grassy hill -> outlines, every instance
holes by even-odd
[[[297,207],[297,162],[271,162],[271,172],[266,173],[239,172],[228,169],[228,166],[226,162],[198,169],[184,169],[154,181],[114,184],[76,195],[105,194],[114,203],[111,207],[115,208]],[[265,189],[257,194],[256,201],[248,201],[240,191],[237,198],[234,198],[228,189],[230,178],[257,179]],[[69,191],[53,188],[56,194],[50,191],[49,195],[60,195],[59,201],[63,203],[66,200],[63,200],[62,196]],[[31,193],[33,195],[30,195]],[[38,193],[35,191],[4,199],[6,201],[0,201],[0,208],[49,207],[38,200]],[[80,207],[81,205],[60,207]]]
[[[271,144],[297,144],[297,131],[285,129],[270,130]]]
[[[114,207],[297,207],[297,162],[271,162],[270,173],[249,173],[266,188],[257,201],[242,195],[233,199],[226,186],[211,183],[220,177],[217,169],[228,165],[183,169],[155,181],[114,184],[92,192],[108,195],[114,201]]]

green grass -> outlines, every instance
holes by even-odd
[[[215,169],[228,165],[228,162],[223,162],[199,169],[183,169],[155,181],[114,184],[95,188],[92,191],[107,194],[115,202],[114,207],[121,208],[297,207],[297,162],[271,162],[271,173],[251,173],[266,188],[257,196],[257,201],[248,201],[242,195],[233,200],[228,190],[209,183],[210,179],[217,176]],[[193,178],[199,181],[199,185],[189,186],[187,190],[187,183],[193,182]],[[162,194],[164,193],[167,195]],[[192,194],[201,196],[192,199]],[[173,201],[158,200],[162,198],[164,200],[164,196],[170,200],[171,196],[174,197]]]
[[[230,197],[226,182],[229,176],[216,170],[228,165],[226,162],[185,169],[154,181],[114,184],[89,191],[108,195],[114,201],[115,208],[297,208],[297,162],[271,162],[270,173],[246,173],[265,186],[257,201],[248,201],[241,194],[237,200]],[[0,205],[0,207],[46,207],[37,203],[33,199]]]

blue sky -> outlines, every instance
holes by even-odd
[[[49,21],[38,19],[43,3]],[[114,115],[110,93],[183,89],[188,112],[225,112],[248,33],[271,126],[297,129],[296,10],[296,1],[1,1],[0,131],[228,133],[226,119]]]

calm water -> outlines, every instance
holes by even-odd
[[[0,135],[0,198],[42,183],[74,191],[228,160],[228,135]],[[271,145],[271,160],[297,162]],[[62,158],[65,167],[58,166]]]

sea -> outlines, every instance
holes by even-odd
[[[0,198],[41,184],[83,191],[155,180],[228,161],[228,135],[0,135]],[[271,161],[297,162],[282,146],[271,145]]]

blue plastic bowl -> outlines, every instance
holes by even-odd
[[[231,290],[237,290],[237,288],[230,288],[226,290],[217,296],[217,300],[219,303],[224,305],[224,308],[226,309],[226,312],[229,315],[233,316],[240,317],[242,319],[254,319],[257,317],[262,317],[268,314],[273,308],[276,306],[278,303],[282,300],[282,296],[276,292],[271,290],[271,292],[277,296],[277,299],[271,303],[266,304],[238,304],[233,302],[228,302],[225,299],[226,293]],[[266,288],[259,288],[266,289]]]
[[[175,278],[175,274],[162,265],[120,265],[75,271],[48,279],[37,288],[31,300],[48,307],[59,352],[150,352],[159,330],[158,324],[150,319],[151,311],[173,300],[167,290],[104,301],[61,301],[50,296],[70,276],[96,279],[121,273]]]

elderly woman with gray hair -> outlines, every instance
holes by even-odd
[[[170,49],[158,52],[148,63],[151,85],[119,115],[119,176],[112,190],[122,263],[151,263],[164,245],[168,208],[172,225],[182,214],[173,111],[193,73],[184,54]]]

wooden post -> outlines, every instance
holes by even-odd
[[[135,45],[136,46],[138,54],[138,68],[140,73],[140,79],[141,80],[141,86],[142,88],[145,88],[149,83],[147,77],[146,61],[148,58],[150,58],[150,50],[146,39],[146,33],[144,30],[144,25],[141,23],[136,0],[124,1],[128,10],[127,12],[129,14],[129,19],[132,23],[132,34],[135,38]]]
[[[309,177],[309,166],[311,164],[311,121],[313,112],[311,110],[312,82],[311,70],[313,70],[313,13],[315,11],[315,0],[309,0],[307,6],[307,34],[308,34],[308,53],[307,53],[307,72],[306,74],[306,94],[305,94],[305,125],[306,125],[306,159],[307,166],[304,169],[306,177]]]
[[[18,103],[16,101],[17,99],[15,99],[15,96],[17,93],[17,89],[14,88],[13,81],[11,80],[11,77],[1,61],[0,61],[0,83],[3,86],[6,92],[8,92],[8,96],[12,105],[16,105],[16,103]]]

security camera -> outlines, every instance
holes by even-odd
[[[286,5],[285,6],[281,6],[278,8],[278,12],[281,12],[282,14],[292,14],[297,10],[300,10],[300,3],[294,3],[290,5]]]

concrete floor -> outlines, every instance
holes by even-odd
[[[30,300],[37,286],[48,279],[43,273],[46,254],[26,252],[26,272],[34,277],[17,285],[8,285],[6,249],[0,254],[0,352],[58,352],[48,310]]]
-=-=-=-=-
Instructions to follow
Set down every line of the data above verbatim, with no changes.

Task result
grassy hill -> outlines, every instance
holes by even-odd
[[[297,207],[297,162],[271,162],[271,172],[266,173],[239,172],[228,169],[228,166],[226,162],[198,169],[184,169],[154,181],[114,184],[76,195],[105,194],[114,203],[111,207],[115,208]],[[265,189],[257,194],[256,201],[248,201],[240,191],[237,198],[234,198],[228,189],[230,178],[257,179]],[[69,191],[53,188],[56,194],[50,191],[49,195],[60,195],[59,201],[63,203],[66,200],[63,200],[62,196]],[[31,193],[33,195],[30,195]],[[38,193],[35,191],[4,199],[6,201],[0,201],[0,208],[49,207],[38,200]],[[80,207],[81,205],[60,207]]]
[[[271,144],[297,144],[297,131],[285,129],[270,130]]]
[[[114,207],[297,207],[297,162],[271,162],[270,173],[249,173],[266,188],[257,201],[242,195],[233,199],[226,186],[211,183],[220,177],[217,169],[228,165],[183,169],[155,181],[114,184],[92,192],[108,195],[114,201]]]

green grass -> outlines, every instance
holes by even-odd
[[[215,169],[228,165],[228,162],[223,162],[199,169],[183,169],[155,181],[114,184],[95,188],[92,191],[107,194],[115,202],[114,207],[121,208],[297,207],[297,162],[271,162],[271,173],[251,173],[266,188],[257,196],[257,201],[248,201],[242,195],[233,200],[228,190],[209,183],[210,179],[217,176]],[[193,178],[199,181],[199,185],[189,186],[187,190],[187,183],[193,182]],[[162,194],[164,193],[167,195]],[[192,194],[201,196],[192,199]],[[173,201],[158,200],[162,198],[164,200],[164,196],[170,200],[171,196],[174,197]]]
[[[230,197],[226,182],[229,176],[216,170],[228,165],[226,162],[185,169],[154,181],[114,184],[89,191],[108,195],[114,201],[115,208],[297,208],[297,162],[271,162],[270,173],[246,173],[265,186],[257,201],[248,201],[241,194],[237,200]],[[0,205],[0,207],[46,207],[37,203],[33,199]]]

blue sky -> outlines, every instance
holes by even-odd
[[[49,21],[38,19],[43,3]],[[114,115],[110,93],[183,89],[188,112],[225,112],[248,33],[271,126],[297,129],[296,10],[296,1],[1,1],[0,131],[228,133],[226,119]]]

calm water -> outlines, every instance
holes by even-odd
[[[0,135],[0,198],[42,183],[74,191],[228,160],[228,135]],[[271,145],[271,160],[297,162]],[[62,158],[65,167],[58,166]]]

sea -> outlines, every instance
holes by even-odd
[[[0,198],[41,184],[83,191],[155,180],[228,161],[228,135],[0,135]],[[271,161],[297,162],[282,146],[271,145]]]

blue plastic bowl -> outlines, every instance
holes by even-odd
[[[231,290],[237,290],[237,288],[230,288],[226,290],[217,296],[217,300],[219,303],[224,305],[224,308],[226,309],[226,312],[229,315],[233,316],[240,317],[242,319],[254,319],[257,317],[262,317],[268,314],[273,308],[276,306],[278,303],[282,300],[282,296],[276,292],[271,290],[271,292],[277,296],[277,299],[271,303],[266,304],[238,304],[233,302],[228,302],[225,299],[226,293]],[[266,288],[259,288],[266,289]]]
[[[175,278],[175,274],[162,265],[120,265],[75,271],[48,279],[37,288],[31,300],[48,307],[59,352],[150,352],[159,330],[158,324],[150,319],[151,311],[173,300],[167,290],[104,301],[61,301],[50,296],[70,276],[96,279],[121,273]]]

elderly woman with gray hair -> outlines, every instance
holes by even-odd
[[[170,49],[158,52],[148,63],[151,85],[119,115],[119,176],[112,190],[122,263],[151,263],[164,245],[168,208],[172,225],[182,214],[173,111],[193,73],[184,54]]]

wooden post -> outlines, every instance
holes by even-odd
[[[135,45],[136,46],[138,54],[138,68],[140,73],[140,79],[141,80],[141,86],[142,88],[145,88],[149,83],[147,77],[146,61],[148,58],[150,58],[150,50],[146,39],[146,33],[144,30],[144,25],[141,23],[136,0],[124,1],[128,10],[127,12],[129,14],[129,19],[132,23],[132,34],[135,38]]]
[[[309,177],[309,166],[311,164],[311,121],[313,112],[311,110],[312,82],[311,70],[313,70],[313,13],[315,11],[315,0],[309,0],[307,6],[307,34],[308,34],[308,53],[307,53],[307,72],[306,74],[306,94],[305,94],[305,125],[306,125],[306,159],[307,166],[304,169],[306,177]]]
[[[18,103],[16,101],[17,99],[15,99],[15,96],[17,93],[17,89],[14,88],[13,81],[11,80],[11,77],[1,61],[0,61],[0,83],[3,86],[6,92],[8,92],[8,96],[12,105],[16,105],[16,103]]]

security camera -> outlines, every instance
holes by even-odd
[[[286,5],[285,6],[281,6],[278,8],[278,12],[281,12],[282,14],[292,14],[297,10],[300,10],[300,3],[294,3],[290,5]]]

concrete floor -> outlines, every instance
holes by even-odd
[[[30,300],[37,286],[48,279],[43,273],[46,254],[26,252],[26,272],[34,277],[17,285],[8,285],[6,249],[0,254],[0,352],[58,352],[48,310]]]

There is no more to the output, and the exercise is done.